- [Tasks]:
#1 In the boxing report, at which venue does Parker make his first title defense against Fury?
#2 Reproduce the boxing report from "Joshua, the International" up to and including "November or December.".

- [Extract provided]:
**********

British boxing promoter Eddie Hearn claims a heavyweight match-up between Anthony Joshua and Joseph Parker is "very close" if Joshua defeats Wladimir Klitschko on April 29 and Parker beats Hughie Fury on May 6.
Parker, the World Boxing Organisation champion, makes his maiden defence against Fury at Auckland's Vector Arena.
Joshua, the International Boxing Federation titleholder, and Klitschko, the former IBF, WBO and World Boxing Association champion, fight for the vacant WBA belt at London's Wembley Stadium.
A total of 90,000 tickets are understood to have been sold for the latter fight alongside an expected million pay-per-view passes, courtesy of an exclusive deal with BSkyB. Budgets suggest the fight will generate more than 50 million in revenue.
If Joshua beats Klitschko, his next bout is likely to be in November or December.
"We [would] have two belts," Hearn said. "We want all the belts and Joseph Parker has one. You have Deontay Wilder [the World Boxing Council champion] and you have Parker. I think the match-up, style-wise, between Parker and Joshua is exciting.

**********

- [Raw data]:
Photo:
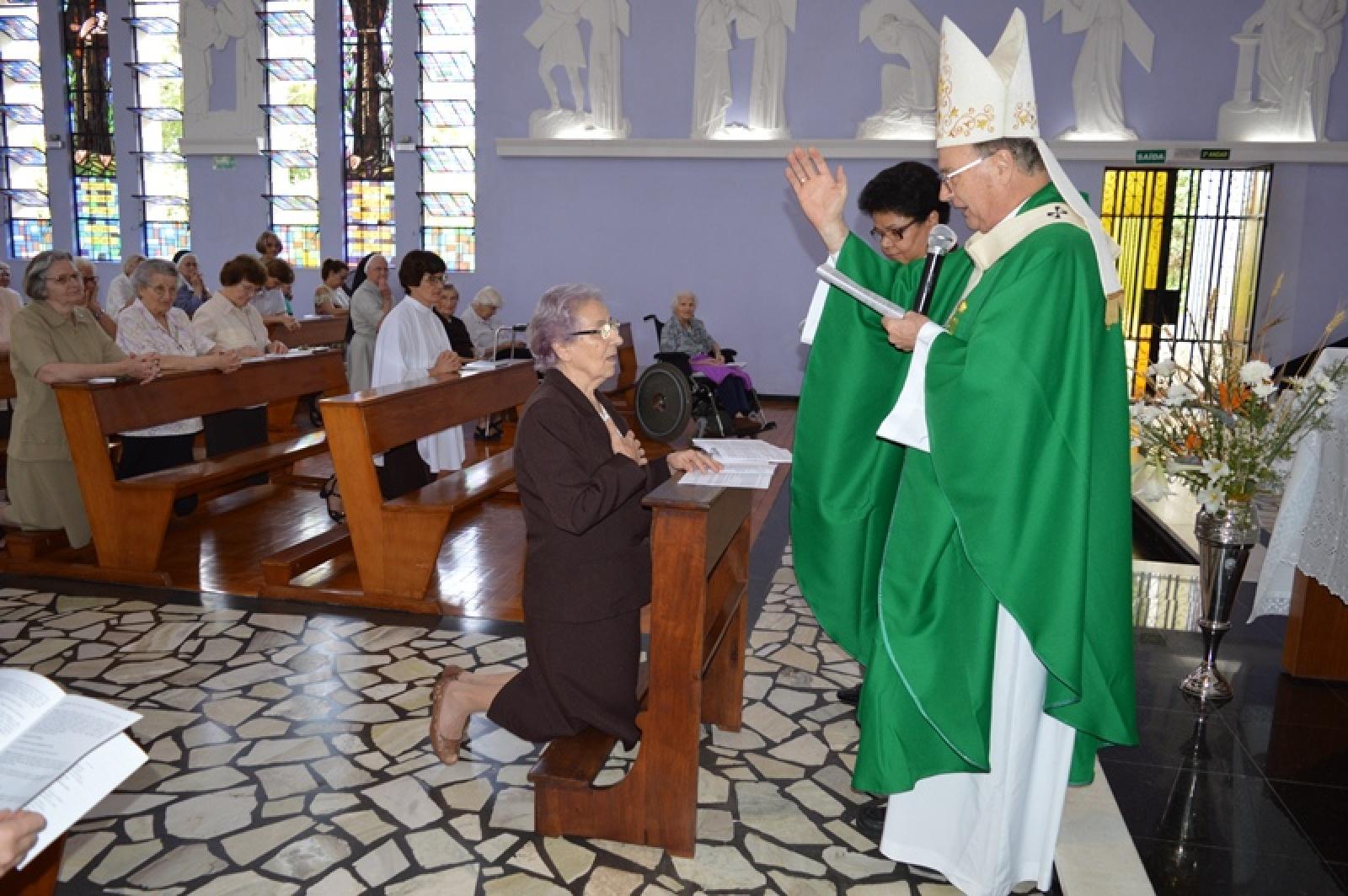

**********

- [Written answers]:
#1 Auckland's Vector Arena.

#2
Joshua, the International Boxing Federation titleholder, and Klitschko, the former IBF, WBO and World Boxing Association champion, fight for the vacant WBA belt at London's Wembley Stadium.
A total of 90,000 tickets are understood to have been sold for the latter fight alongside an expected million pay-per-view passes, courtesy of an exclusive deal with BSkyB. Budgets suggest the fight will generate more than 50 million in revenue.
If Joshua beats Klitschko, his next bout is likely to be in November or December.